Listed entries:
++++++++
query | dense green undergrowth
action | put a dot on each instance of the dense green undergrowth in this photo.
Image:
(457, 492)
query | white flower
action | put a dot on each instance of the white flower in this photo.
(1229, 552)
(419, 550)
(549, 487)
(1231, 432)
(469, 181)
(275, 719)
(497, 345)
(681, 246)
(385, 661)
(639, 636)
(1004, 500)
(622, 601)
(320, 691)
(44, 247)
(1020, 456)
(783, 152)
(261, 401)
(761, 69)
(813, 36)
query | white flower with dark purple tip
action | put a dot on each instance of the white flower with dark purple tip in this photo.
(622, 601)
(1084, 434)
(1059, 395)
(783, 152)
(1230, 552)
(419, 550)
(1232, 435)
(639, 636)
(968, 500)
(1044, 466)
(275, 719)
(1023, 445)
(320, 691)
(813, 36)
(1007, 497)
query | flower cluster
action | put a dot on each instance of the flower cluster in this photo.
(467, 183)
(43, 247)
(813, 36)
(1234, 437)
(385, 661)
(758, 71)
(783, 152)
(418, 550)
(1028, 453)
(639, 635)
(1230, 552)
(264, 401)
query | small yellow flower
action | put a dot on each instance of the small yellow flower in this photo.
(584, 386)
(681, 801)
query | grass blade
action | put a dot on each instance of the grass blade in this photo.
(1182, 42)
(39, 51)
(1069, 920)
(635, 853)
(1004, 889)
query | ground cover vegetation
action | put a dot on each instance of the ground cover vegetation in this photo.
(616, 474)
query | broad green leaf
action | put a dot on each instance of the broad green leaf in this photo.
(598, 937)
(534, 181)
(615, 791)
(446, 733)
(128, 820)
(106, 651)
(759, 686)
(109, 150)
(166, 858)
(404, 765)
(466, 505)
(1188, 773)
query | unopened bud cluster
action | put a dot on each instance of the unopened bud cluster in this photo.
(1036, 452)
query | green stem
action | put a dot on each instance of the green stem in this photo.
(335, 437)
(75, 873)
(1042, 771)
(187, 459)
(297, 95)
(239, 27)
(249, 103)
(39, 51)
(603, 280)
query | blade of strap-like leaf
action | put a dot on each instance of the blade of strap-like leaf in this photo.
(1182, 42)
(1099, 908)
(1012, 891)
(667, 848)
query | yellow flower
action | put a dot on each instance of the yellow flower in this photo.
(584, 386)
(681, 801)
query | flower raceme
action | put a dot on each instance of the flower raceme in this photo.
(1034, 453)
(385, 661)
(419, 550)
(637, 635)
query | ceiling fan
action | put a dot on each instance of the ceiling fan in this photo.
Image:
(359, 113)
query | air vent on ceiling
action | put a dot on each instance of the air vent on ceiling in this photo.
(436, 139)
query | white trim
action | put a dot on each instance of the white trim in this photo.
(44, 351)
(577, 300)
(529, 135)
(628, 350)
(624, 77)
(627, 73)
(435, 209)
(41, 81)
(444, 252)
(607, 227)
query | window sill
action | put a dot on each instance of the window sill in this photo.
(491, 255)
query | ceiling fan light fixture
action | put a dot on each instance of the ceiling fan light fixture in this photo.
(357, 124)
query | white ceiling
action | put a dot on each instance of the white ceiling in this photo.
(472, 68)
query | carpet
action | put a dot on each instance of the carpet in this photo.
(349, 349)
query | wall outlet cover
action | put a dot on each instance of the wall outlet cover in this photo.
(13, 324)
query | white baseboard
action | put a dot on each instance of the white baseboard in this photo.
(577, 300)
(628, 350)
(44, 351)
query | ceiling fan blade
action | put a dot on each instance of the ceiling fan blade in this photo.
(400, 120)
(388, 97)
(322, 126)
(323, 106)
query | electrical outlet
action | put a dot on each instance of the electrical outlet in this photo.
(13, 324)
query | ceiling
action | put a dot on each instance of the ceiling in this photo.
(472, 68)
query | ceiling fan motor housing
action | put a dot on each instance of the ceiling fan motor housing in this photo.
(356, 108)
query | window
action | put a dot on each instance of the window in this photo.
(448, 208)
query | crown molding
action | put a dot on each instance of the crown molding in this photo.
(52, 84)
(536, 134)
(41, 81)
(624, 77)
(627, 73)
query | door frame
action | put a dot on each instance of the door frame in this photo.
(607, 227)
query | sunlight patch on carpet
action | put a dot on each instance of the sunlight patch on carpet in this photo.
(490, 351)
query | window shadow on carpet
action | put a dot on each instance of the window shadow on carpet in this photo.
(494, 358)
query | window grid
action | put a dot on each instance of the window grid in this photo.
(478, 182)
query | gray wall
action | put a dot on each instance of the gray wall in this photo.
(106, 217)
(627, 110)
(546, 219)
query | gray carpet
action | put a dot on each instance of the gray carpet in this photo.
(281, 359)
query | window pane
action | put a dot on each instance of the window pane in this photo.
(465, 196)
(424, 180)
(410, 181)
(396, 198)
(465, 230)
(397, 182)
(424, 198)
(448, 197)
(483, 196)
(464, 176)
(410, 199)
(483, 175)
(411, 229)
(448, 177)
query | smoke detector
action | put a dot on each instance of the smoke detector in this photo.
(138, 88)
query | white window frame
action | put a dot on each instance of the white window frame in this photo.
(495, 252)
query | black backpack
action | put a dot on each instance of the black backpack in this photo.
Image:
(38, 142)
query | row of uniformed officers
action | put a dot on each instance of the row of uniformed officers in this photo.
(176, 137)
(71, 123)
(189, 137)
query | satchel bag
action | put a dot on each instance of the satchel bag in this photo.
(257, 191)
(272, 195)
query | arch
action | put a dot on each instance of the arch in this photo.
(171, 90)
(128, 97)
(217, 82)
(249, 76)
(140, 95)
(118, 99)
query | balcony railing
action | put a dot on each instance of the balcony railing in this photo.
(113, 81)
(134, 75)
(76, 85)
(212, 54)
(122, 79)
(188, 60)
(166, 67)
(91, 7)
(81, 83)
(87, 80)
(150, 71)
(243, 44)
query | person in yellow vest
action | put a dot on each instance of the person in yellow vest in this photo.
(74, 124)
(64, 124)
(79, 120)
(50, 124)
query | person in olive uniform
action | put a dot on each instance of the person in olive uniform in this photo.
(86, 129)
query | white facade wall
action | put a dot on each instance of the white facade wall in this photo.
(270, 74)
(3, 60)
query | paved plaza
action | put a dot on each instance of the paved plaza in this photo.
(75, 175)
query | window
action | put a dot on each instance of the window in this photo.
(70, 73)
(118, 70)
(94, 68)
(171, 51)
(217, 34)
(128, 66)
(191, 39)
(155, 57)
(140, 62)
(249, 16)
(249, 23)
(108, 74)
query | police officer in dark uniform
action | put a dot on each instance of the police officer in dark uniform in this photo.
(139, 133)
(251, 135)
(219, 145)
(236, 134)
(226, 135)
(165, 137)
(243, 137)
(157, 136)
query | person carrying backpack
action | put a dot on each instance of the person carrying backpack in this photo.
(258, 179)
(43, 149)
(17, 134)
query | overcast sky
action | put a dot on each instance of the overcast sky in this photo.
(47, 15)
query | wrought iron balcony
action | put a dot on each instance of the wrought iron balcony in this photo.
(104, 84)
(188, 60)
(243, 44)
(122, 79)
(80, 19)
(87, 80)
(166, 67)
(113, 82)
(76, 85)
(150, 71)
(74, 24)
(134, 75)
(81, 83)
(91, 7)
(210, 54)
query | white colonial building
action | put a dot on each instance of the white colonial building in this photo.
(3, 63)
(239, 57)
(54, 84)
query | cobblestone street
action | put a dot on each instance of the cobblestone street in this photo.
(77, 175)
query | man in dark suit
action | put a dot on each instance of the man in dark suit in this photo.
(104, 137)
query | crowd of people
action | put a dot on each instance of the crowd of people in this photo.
++++++++
Task instructions:
Take the line with "query | white colonial building" and all lines after it through the end of the records, and write them out exactly; include nothing else.

Result for this exercise:
query | white colonial building
action | put a dot on each instance of the white colonial building in this photo.
(3, 63)
(239, 57)
(54, 84)
query | cobblestone street
action | put a dot on each instance of the cobblestone street in this photo.
(77, 175)
query | man in dark suit
action | put a dot on each instance of the man in dark suit in this photo.
(104, 137)
query | crowd of people
action | put a dot on each instance of the crowd of people in this photo.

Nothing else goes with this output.